*** Block opens ***

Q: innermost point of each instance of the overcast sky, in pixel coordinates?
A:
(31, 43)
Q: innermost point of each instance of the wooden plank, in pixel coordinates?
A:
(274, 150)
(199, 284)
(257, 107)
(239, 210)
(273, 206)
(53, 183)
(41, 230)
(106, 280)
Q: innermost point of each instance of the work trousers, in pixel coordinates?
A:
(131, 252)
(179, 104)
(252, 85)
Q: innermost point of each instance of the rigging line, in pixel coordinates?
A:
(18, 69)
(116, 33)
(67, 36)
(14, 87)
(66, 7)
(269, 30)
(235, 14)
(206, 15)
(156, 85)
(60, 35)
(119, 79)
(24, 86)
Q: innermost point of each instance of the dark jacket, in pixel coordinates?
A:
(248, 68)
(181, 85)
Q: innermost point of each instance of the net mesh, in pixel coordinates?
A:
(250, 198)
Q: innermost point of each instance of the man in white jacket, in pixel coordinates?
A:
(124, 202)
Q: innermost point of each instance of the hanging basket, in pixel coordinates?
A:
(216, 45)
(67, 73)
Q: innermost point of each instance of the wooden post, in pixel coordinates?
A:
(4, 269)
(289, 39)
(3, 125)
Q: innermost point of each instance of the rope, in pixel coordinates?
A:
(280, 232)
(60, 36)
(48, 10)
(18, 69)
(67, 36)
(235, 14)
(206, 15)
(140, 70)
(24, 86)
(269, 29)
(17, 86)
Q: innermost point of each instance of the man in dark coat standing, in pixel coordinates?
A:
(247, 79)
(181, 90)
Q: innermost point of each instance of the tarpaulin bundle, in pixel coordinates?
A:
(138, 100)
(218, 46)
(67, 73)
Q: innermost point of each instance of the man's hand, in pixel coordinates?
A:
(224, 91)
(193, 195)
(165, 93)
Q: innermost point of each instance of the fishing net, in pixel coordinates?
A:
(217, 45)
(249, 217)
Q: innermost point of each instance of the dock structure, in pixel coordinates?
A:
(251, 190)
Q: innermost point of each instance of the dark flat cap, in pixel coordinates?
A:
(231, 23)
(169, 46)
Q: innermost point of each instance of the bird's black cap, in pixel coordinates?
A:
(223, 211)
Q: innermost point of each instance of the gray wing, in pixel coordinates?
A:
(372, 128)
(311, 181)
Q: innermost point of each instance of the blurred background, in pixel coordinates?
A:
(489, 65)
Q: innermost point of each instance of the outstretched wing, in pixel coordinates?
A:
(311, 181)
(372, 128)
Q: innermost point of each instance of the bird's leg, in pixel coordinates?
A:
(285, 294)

*** Block closes ***
*** Block opens ***

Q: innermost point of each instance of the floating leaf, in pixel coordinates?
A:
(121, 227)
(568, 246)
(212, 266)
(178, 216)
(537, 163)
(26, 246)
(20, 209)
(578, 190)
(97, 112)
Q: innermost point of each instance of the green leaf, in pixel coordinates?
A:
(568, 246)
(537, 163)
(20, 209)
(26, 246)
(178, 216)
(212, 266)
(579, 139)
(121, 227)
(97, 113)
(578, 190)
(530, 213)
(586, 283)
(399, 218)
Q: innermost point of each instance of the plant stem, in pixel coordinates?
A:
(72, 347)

*** Block closes ***

**What is being asked:** Within the entries, find all lines that contain "wooden" and copy each one.

**Task answer:**
Q: innermost point of each instance of the wooden plank, in pixel coordinates?
Q: innermost point of each instance of the wooden post, in pixel coordinates?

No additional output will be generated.